La chute d’El-Fasher est survenue juste après les réunions du « Quad », un forum diplomatique réunissant les États-Unis, l’Arabie saoudite, l’Égypte et les Émirats arabes unis à Washington. Alors que ces réunions se tenaient, des pourparlers indirects ont eu lieu dans la capitale américaine entre une délégation gouvernementale soudanaise menée par le ministre des Affaires étrangères du Soudan, et une délégation de la RSF dirigée par Algoney Dagalo, chef des achats de la milice (sanctionnée) et frère cadet de son leader.

La déclaration conjointe du Quad du 12 septembre, qui a ouvert la voie à ces développements en proposant une trêve de trois mois et un processus politique, a été saluée comme une percée. En réalité, il s’agissait d’un consensus fragile entre des États qui soutiennent activement des camps opposés du conflit ; elle a été rejetée dès le départ par le chef de l’armée soudanaise.

Dans ce bourbier est intervenue l’administration Trump, avec Boulos à sa tête. Fraîchement sorti d’un cessez-le-feu précaire à Gaza, le gouvernement pense pouvoir reproduire sa méthode de négociation au Soudan. Mais cela traduit une profonde incompréhension de la nature du conflit et des leviers disponibles.

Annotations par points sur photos
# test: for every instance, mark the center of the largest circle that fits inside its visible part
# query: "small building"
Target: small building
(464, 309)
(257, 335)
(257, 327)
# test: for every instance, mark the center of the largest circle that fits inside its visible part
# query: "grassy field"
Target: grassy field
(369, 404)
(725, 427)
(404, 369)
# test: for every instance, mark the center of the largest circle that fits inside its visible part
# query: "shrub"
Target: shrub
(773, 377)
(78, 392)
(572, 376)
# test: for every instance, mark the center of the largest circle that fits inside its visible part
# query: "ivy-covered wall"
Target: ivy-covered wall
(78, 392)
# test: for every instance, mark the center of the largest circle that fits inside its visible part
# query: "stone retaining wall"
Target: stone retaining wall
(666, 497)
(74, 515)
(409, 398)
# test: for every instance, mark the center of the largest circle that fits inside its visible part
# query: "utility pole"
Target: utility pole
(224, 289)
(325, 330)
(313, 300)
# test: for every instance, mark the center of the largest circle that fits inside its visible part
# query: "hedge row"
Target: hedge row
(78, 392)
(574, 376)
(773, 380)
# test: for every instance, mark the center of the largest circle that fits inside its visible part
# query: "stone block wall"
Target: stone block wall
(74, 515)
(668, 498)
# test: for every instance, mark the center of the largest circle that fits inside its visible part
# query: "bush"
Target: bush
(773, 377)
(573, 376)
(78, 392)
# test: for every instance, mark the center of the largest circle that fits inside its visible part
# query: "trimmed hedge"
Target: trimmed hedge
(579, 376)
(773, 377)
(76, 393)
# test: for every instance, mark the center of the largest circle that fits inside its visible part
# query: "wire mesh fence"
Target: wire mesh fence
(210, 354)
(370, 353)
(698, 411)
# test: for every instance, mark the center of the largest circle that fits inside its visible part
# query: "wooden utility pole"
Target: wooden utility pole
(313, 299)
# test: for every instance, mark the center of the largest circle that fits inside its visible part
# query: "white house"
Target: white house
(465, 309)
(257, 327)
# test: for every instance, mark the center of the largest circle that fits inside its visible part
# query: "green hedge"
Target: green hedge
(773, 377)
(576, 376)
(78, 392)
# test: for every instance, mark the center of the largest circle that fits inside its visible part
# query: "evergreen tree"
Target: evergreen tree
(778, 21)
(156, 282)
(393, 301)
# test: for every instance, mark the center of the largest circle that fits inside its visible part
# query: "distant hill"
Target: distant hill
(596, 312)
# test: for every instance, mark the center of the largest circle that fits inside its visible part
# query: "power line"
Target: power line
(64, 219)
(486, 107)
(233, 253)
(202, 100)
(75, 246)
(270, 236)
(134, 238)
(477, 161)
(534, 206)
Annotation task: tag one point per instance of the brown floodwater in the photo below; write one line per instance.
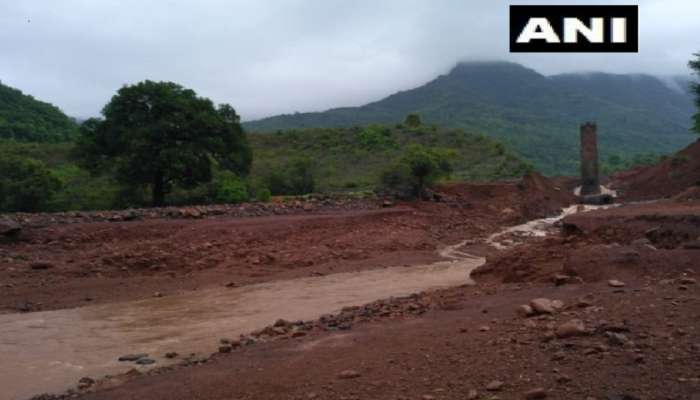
(48, 352)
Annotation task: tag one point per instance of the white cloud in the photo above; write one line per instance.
(290, 55)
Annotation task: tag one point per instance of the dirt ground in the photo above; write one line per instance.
(65, 265)
(622, 320)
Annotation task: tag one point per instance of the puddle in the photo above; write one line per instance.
(537, 228)
(48, 352)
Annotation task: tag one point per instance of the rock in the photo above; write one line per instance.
(616, 283)
(349, 374)
(542, 306)
(558, 304)
(494, 386)
(281, 323)
(85, 383)
(41, 265)
(574, 327)
(133, 357)
(561, 279)
(616, 339)
(9, 227)
(537, 393)
(524, 311)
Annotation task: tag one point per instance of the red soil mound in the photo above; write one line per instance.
(624, 242)
(666, 179)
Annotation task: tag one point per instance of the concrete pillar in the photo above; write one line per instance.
(590, 183)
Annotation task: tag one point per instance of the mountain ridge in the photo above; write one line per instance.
(536, 115)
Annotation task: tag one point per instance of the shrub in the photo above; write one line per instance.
(418, 169)
(25, 184)
(229, 188)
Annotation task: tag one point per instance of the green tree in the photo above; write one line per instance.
(419, 168)
(695, 87)
(25, 184)
(159, 134)
(413, 120)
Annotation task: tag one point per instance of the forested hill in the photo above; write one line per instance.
(24, 118)
(536, 115)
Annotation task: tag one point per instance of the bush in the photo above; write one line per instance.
(375, 137)
(229, 188)
(25, 184)
(296, 178)
(418, 169)
(413, 120)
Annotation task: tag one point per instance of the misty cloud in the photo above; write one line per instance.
(269, 57)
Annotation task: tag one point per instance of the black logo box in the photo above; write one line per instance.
(520, 15)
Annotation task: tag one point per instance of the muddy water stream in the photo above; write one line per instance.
(50, 351)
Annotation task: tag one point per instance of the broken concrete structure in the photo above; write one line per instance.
(590, 182)
(591, 192)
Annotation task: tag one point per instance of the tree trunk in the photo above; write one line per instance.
(158, 190)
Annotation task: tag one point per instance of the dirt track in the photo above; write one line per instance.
(438, 345)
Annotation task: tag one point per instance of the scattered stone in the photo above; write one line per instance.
(524, 310)
(85, 383)
(616, 339)
(558, 304)
(561, 279)
(349, 374)
(537, 393)
(542, 306)
(133, 357)
(41, 265)
(615, 283)
(574, 327)
(9, 227)
(494, 386)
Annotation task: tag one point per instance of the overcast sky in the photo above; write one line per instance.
(266, 57)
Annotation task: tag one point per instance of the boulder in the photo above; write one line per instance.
(9, 227)
(542, 306)
(574, 327)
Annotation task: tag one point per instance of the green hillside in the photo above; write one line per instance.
(352, 158)
(340, 160)
(535, 115)
(24, 118)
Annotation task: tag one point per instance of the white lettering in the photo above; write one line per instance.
(594, 34)
(537, 29)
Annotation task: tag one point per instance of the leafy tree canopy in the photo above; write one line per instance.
(695, 87)
(159, 134)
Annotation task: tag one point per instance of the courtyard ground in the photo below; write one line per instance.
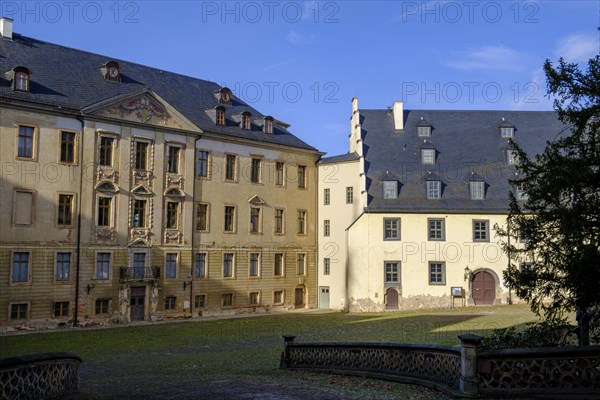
(238, 358)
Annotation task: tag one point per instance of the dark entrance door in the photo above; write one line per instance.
(299, 300)
(484, 288)
(138, 301)
(391, 299)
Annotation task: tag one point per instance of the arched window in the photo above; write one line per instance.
(246, 120)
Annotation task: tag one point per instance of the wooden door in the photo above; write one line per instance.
(138, 302)
(299, 300)
(484, 288)
(391, 299)
(324, 297)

• [Tâche courte] Poursuivez le texte sur la chute d'El-Fasher et la diplomatie du Quad à partir de sa dernière phrase. Ces enregistrements forment un matériau distinct du texte.

• [Réponse rédigée]
La guerre de Gaza, malgré son horreur et sa complexité, offrait des conditions plus propices. Les principaux acteurs régionaux — Émirats, Arabie saoudite, Égypte — partageaient des objectifs communs : éliminer le Hamas, mettre fin aux opérations militaires et établir un scénario stable pour « l’après-guerre ». Ce consensus a permis une pression diplomatique sur les deux camps, avec la Turquie, le Qatar et l’Égypte exerçant une influence sur le Hamas, tandis que les États-Unis ont pesé sur Israël pour accepter l’accord.

Cela a facilité un échange clair : des otages contre une pause dans les combats. La catastrophe humanitaire immédiate pouvait ainsi être atténuée, tandis que les questions épineuses d’un règlement final étaient reportées.

Le Soudan présente l’inverse de ces conditions. Les États-Unis n’y sont pas une puissance hégémonique, mais un acteur secondaire dans un champ saturé de puissances moyennes ambitieuses. Le conflit est devenu un théâtre de rivalités régionales et internationales, impliquant les membres arabes du Quad, l’Iran, la Turquie, et même la Russie et l’Ukraine (la première comme fournisseur d’armes, la seconde aurait déployé des forces spéciales).

Faute de canaux directs avec les belligérants, l’administration Trump a adopté un modèle externe, inspiré du rôle actif de l’Égypte dans le cessez-le-feu de Gaza. Le président Trump aurait chargé le président égyptien Abdel Fattah al-Sissi de « faire pression » sur al-Burhan, chef de la SAF, pour le convaincre de participer aux pourparlers à Washington.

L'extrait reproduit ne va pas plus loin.